> [Exercise]:
Return exactly the lines of the entries that start at the line containing "One marker serves each instance of the green lawn." and continue to the last line. Omit the pictures.

-- Supplied information follows --

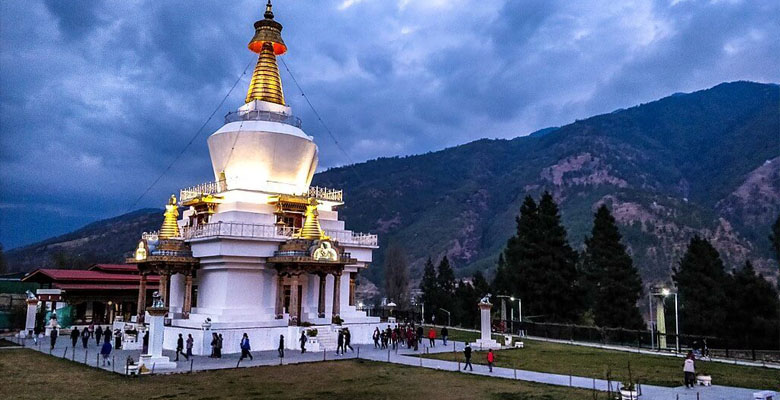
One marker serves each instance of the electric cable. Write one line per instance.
(192, 139)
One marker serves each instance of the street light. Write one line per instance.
(449, 321)
(665, 292)
(519, 310)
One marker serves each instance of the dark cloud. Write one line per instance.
(97, 98)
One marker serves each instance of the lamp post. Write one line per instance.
(666, 292)
(652, 331)
(519, 311)
(449, 321)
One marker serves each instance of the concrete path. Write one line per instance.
(90, 357)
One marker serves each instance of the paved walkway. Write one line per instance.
(90, 357)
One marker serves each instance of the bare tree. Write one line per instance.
(396, 276)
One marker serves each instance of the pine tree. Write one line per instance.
(430, 289)
(501, 283)
(541, 264)
(774, 238)
(396, 276)
(518, 251)
(446, 276)
(3, 263)
(701, 283)
(445, 280)
(750, 291)
(613, 283)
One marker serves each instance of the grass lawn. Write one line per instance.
(7, 343)
(27, 374)
(593, 362)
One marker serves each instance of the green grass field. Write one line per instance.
(596, 363)
(27, 374)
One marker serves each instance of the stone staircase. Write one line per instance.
(328, 337)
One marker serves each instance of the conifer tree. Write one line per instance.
(430, 288)
(613, 283)
(3, 264)
(774, 238)
(541, 264)
(501, 283)
(396, 276)
(701, 283)
(752, 309)
(446, 276)
(445, 280)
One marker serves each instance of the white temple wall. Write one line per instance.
(329, 285)
(176, 295)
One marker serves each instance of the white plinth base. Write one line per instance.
(158, 363)
(486, 344)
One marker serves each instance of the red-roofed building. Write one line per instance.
(97, 294)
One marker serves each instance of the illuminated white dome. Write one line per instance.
(256, 152)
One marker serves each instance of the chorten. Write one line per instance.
(271, 255)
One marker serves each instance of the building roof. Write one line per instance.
(114, 268)
(77, 275)
(100, 286)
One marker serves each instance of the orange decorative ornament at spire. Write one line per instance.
(266, 84)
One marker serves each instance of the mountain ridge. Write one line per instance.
(706, 162)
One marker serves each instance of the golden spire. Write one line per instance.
(311, 225)
(266, 84)
(170, 228)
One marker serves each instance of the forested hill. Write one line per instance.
(706, 162)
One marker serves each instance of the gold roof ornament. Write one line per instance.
(266, 84)
(311, 225)
(170, 228)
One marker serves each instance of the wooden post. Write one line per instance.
(187, 307)
(321, 300)
(141, 297)
(279, 294)
(293, 311)
(337, 294)
(164, 277)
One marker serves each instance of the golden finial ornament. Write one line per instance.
(170, 227)
(266, 84)
(311, 225)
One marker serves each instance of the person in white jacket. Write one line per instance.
(689, 369)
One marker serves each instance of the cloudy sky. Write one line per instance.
(97, 98)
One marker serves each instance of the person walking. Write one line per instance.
(190, 342)
(179, 347)
(74, 337)
(467, 355)
(105, 351)
(281, 346)
(491, 358)
(689, 370)
(245, 348)
(145, 342)
(213, 345)
(347, 340)
(219, 346)
(340, 342)
(107, 334)
(98, 335)
(53, 337)
(84, 337)
(303, 340)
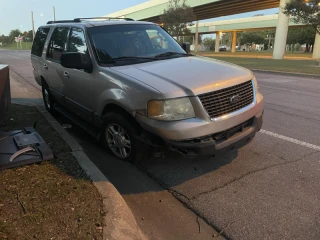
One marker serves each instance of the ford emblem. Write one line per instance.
(234, 99)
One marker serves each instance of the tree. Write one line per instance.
(305, 35)
(13, 33)
(304, 11)
(177, 18)
(209, 43)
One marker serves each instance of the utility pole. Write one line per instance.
(33, 34)
(54, 13)
(197, 37)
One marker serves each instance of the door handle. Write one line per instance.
(66, 74)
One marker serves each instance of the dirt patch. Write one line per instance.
(50, 200)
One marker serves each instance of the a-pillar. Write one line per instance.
(316, 47)
(218, 34)
(234, 41)
(281, 33)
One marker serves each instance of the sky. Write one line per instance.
(16, 14)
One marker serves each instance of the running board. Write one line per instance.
(93, 131)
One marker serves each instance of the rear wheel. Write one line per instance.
(120, 136)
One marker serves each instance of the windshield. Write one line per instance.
(144, 41)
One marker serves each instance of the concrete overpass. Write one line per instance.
(241, 24)
(206, 9)
(203, 9)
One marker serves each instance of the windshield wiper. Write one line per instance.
(133, 58)
(168, 54)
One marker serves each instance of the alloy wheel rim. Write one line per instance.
(47, 97)
(118, 140)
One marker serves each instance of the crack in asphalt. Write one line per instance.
(252, 172)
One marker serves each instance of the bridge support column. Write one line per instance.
(234, 41)
(281, 33)
(218, 34)
(316, 48)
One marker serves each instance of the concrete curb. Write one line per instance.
(119, 220)
(287, 73)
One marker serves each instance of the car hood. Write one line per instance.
(187, 76)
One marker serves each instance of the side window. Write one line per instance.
(39, 41)
(57, 43)
(77, 41)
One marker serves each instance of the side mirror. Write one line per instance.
(77, 61)
(186, 47)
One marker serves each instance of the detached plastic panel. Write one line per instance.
(13, 142)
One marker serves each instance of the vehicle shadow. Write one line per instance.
(165, 168)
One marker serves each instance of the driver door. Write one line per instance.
(78, 84)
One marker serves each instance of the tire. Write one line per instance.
(119, 136)
(47, 98)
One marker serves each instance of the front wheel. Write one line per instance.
(120, 136)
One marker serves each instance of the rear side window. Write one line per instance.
(57, 43)
(39, 41)
(77, 41)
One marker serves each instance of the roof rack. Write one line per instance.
(79, 19)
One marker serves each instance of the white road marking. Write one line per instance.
(292, 140)
(14, 57)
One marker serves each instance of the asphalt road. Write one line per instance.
(268, 189)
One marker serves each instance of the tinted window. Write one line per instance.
(77, 41)
(141, 40)
(57, 43)
(39, 41)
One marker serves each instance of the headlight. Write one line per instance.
(170, 110)
(255, 83)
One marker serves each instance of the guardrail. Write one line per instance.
(5, 96)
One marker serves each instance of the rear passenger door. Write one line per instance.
(54, 76)
(78, 84)
(37, 61)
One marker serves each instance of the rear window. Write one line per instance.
(39, 41)
(58, 43)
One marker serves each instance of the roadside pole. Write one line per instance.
(196, 37)
(32, 25)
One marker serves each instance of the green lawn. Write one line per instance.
(257, 54)
(13, 46)
(294, 66)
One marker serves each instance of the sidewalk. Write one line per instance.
(119, 222)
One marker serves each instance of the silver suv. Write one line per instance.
(130, 83)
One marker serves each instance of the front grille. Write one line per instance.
(218, 103)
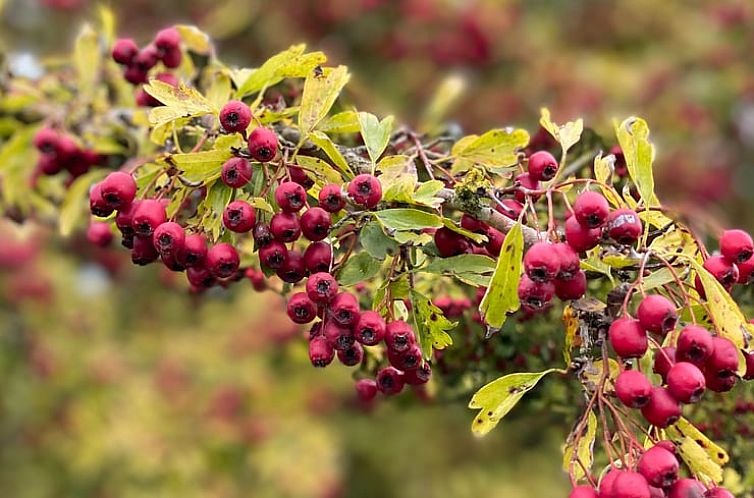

-- Supplied information concluded --

> [Finished exercise]:
One marker serves each instance of the green lawn. Write one line per instance.
(257, 54)
(13, 46)
(294, 66)
One marker serves each instance of the sidewalk. Write one line per instance.
(119, 222)
One marker serves each instance of the silver suv. Write one line per instance.
(130, 83)
One marker serves each instance of the front grille. Write one line per instance.
(218, 103)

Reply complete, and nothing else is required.